Celebrate Christmas With the Gilded Age’s Forgotten Christian Socialists

Christmas wasn’t always an apolitical holiday. During the Gilded Age, working-class Americans organized around a radical vision of Christ — until the Protestant establishment co-opted their energy.

Factory workers gather around a Christmas tree in Chicago, Illinois, during the 1900s. (Chicago Sun-Times / Chicago History Museum / Getty Images)

Christmas came bitterly in 1894, amid the gloom of an exceptionally harsh winter and the nation’s worst-ever economic depression. That year, crops froze across the South, President Grover Cleveland suppressed the Pullman Strike, and, as unemployment rose to nearly 20 percent, an Ohio man named Jacob Coxey led the jobless in a massive march on Washington. A Harper’s Weekly cartoon channeled the nation’s discontent, depicting Andrew Carnegie storming the capitol with his own version of Coxey’s Army: a crowd of Gilded Age industrialists demanding bailouts.

In an article for Ladies’ Home Journal, the left-wing writer Edward Bellamy imagined that a time traveler from the year 2000 would be aghast to see the America of 1894 celebrating Christmas at all. Bellamy’s visitor wakes on Christmas day to the familiar sounds of pealing bells and jubilant crowds. Yet when he ventures outside, he is perplexed to find “on every hand the contrast of pomp and poverty, the full and the hungry, the clothed and the naked — the picture that broke Christ’s heart.” If nineteenth-century Americans were to recognize Christmas as the people’s “great emancipation day,” he concludes, it would lead “to the instantaneous overthrow of the whole order of things, and the breaking into fragments of every human yoke.”

Consider, for a moment, the opposite scenario: Bellamy transported to Christmas Day, 2023. He’d likely be horrified to arrive in what many have termed a “Second Gilded Age,” with figures like Jeff Bezos and Elon Musk standing in for the Carnegies and the Rockefellers. He’d see Americans celebrating an apolitical Christmas, rooted in a set of traditions popularized by nineteenth-century advertisers. He might even be eager to return to his own time, where — as the historian Janine Giordano Drake shows in her new book, The Gospel of Church — far more people shared his revolutionary vision for the holiday.

◆ **GIVEN INFORMATION**
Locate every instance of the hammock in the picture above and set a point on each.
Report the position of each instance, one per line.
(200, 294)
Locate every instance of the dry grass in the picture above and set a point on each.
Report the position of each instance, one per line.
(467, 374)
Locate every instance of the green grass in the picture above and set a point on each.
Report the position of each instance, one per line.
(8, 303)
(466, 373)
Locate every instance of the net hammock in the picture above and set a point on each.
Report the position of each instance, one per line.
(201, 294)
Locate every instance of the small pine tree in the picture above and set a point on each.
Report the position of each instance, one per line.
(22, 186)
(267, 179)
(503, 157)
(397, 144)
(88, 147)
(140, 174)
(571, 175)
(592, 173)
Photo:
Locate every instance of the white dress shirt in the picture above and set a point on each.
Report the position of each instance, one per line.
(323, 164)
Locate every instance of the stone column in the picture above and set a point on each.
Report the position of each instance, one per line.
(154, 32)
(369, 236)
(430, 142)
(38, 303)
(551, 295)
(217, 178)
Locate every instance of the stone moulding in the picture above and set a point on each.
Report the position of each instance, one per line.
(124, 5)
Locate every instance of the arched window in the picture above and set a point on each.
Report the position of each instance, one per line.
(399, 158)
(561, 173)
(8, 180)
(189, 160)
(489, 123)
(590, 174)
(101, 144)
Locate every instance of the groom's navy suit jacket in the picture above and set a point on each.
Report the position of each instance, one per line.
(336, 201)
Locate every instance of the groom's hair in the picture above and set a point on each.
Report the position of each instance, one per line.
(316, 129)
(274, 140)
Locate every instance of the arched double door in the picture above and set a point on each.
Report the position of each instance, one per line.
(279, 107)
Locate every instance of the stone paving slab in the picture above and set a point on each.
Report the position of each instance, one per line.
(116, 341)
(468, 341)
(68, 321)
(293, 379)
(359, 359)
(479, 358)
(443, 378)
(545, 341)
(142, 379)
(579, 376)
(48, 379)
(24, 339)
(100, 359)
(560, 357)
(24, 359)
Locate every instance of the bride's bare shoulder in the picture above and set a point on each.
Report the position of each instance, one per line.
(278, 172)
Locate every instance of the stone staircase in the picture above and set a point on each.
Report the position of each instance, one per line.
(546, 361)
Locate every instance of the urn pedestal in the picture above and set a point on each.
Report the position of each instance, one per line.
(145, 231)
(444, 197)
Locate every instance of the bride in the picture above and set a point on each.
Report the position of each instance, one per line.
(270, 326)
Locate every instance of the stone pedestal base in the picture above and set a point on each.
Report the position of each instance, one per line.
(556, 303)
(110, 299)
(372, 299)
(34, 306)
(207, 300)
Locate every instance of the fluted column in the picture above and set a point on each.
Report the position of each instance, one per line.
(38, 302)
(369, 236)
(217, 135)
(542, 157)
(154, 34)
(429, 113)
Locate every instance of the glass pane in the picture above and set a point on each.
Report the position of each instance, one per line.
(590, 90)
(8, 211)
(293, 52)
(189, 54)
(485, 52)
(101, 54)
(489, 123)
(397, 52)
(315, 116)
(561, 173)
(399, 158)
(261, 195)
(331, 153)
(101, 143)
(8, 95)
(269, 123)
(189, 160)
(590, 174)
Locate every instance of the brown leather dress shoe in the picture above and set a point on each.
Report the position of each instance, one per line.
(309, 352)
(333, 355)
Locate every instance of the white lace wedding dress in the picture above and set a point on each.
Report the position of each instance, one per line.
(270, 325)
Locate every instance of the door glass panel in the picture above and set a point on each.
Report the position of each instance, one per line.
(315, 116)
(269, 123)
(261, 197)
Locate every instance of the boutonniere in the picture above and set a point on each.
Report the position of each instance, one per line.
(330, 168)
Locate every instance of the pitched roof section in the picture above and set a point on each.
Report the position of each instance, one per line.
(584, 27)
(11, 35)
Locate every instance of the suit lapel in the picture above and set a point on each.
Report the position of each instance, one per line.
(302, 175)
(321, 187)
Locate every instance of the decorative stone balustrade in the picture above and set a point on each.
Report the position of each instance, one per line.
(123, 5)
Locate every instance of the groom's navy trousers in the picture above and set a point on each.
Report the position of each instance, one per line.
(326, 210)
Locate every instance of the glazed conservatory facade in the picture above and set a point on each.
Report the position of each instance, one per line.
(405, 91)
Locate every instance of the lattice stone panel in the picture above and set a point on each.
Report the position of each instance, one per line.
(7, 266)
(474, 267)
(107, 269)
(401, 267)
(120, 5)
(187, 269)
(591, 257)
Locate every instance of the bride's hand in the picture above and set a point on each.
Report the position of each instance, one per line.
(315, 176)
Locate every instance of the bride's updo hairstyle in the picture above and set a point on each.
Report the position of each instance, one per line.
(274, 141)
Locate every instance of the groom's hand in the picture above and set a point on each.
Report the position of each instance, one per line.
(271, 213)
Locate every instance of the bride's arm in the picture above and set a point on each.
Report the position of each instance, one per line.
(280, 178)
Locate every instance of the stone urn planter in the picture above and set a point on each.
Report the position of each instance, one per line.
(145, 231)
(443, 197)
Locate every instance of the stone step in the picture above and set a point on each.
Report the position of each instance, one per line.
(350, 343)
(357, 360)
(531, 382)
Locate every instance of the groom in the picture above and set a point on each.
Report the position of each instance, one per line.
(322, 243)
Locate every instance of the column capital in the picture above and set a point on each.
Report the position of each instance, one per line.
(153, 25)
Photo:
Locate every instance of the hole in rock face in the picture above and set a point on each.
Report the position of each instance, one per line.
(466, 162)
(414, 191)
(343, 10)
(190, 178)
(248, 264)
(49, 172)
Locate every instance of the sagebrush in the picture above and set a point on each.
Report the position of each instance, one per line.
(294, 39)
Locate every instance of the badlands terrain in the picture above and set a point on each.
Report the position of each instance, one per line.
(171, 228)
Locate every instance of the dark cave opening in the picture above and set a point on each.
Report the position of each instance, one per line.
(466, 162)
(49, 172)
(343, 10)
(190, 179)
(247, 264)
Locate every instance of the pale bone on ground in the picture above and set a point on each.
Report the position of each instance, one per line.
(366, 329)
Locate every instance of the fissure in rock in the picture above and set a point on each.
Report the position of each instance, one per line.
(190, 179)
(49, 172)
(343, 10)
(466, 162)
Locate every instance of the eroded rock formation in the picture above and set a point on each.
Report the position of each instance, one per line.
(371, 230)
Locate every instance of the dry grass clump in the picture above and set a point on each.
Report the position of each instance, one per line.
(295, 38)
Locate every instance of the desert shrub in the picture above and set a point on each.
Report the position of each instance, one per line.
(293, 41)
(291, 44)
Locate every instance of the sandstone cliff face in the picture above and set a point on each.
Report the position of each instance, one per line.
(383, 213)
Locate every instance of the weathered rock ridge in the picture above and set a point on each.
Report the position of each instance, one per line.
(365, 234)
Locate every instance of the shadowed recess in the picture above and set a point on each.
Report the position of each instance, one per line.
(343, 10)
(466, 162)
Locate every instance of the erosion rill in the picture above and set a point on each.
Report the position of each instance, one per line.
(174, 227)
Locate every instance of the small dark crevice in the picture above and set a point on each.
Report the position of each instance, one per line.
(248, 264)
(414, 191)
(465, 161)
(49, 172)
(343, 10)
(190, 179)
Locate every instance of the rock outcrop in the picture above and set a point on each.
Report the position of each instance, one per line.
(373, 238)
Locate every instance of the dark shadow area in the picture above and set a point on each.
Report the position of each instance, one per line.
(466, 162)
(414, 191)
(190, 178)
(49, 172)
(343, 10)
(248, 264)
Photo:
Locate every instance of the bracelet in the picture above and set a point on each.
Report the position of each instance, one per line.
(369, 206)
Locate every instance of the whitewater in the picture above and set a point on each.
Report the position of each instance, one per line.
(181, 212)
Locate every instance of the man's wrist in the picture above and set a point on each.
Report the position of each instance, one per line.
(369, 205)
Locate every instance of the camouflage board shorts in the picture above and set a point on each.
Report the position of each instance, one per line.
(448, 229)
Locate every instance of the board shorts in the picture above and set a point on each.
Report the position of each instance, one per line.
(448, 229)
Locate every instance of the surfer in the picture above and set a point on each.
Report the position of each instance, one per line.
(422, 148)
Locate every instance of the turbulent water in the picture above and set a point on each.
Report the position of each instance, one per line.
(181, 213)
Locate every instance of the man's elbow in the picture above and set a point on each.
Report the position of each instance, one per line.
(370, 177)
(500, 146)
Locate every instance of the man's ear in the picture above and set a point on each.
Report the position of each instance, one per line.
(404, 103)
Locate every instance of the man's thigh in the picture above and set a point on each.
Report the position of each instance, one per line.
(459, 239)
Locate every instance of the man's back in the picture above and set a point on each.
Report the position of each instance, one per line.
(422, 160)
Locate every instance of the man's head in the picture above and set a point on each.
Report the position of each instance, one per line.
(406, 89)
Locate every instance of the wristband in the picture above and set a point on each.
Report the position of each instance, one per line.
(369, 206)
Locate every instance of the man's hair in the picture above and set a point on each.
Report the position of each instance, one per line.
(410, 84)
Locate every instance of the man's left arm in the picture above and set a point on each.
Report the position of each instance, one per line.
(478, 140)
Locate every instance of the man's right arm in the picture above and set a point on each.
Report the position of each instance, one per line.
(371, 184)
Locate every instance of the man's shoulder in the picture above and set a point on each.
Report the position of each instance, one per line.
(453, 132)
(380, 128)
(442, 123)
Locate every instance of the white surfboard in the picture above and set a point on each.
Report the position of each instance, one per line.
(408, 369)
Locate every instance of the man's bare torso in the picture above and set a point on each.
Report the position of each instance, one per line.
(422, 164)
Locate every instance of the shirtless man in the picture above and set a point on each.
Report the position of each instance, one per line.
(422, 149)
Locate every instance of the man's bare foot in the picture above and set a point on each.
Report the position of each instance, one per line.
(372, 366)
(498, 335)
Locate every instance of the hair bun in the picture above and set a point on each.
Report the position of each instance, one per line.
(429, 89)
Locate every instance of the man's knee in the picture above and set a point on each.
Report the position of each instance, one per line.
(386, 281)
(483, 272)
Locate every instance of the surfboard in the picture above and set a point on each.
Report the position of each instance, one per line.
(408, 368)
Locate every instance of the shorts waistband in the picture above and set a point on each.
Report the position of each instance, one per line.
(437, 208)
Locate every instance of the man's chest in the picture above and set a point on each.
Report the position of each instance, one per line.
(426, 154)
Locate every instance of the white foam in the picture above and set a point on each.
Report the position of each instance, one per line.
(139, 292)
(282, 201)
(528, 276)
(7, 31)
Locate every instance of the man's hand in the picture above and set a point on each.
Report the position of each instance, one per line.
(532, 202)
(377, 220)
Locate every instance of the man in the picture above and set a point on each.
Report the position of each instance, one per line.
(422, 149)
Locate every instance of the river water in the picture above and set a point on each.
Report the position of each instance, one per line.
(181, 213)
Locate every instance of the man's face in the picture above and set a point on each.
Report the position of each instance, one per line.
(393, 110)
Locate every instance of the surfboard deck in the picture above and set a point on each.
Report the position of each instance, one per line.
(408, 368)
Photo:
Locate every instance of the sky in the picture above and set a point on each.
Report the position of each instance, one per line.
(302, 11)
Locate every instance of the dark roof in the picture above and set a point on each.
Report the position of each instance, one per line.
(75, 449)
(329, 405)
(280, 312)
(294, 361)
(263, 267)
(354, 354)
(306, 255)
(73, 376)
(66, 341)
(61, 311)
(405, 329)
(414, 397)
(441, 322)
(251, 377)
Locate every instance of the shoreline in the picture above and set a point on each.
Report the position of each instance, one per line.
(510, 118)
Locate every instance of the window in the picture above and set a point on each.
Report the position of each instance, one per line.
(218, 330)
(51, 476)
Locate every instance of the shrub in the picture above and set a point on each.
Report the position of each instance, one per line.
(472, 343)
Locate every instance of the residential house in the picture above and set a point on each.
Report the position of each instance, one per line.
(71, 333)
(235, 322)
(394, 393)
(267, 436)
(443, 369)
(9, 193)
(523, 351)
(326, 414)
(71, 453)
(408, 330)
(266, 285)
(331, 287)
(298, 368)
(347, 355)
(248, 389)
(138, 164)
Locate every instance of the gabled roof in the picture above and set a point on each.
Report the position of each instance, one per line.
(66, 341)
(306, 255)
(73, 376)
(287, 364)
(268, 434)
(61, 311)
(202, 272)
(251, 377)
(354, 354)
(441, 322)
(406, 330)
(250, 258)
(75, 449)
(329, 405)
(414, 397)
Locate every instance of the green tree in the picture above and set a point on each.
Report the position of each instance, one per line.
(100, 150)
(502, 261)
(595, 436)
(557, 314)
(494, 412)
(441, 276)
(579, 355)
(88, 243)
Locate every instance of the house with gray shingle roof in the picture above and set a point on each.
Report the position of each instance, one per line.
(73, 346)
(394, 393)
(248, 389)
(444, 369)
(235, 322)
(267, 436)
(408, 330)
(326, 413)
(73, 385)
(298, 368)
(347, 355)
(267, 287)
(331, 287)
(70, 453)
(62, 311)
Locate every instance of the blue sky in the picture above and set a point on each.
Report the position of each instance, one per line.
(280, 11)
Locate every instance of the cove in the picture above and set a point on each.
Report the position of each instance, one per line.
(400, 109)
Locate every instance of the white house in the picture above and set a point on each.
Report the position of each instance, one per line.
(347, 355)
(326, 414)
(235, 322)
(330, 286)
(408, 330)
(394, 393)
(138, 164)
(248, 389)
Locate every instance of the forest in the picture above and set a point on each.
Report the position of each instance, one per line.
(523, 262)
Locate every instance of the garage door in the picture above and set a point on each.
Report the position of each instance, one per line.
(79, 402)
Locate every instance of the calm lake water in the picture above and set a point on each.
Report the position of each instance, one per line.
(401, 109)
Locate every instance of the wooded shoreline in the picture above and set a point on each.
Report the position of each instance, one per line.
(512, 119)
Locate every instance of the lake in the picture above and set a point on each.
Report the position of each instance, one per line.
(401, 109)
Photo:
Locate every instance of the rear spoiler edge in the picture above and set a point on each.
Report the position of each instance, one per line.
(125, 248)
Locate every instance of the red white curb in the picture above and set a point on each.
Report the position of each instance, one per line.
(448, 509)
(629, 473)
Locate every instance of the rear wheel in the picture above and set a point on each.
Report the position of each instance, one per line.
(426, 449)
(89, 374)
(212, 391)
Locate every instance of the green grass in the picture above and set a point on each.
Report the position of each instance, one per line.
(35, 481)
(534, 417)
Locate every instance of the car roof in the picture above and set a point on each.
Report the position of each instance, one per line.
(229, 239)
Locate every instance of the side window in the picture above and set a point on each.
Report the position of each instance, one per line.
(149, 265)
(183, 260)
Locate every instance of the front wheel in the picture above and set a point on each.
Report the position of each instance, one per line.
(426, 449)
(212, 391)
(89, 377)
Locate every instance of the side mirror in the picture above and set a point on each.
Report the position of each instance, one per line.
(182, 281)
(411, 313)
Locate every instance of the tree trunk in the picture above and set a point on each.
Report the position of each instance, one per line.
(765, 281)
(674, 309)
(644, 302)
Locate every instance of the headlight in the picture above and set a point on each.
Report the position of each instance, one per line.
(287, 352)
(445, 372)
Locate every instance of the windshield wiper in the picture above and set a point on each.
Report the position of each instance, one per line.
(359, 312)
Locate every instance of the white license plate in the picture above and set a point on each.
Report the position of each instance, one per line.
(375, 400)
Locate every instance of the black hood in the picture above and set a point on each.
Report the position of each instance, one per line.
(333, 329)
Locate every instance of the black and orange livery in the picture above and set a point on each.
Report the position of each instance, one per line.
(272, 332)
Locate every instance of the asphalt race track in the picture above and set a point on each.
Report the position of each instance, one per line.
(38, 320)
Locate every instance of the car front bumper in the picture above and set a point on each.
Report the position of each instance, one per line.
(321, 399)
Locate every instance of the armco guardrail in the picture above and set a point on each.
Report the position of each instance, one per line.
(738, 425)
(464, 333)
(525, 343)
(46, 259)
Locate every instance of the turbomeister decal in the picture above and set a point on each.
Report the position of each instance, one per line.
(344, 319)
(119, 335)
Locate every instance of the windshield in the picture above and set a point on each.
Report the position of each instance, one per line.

◆ **TASK DETAILS**
Continue the article on the Gilded Age's Christian socialists and Christmas from the end of its last paragraph, ignoring the data.

◆ **TASK RESPONSE**
Come All Ye Faithful

Only 46 percent of Americans belonged to a church in 2022, and the numbers have been in decline for decades. The Right often identifies that drop as a malignant trend — but if dwindling church attendance represents a crisis of faith, this crisis was far more acute over a century ago. In 1890, a Congressional census revealed that just 22.5 percent of Americans were registered with a Christian church, and that a plurality of churchgoers were Catholics. “Few appreciate how we have become a non-churchgoing-people,” lamented the Protestant clergyman Josiah Strong.

Today, rich Americans are the least likely to attend church. During the Gilded Age, Drake points out, the opposite was true. The old Protestant denominations were the icy, exclusive domains of upper- and middle-class WASPs; they had scant contact with the working class aside from charitable giving, which Andrew Carnegie’s popular “Gospel of Wealth” cast as the divine justification for the existence of the rich. When those born outside the traditional elite gained entry into these churches, it was a mark of social advancement. Drake quotes a Southern adage: “A Methodist is a Baptist who wears shoes; a Presbyterian is a Methodist who has gone to college; an Episcopalian is a Presbyterian who lives off his investments.”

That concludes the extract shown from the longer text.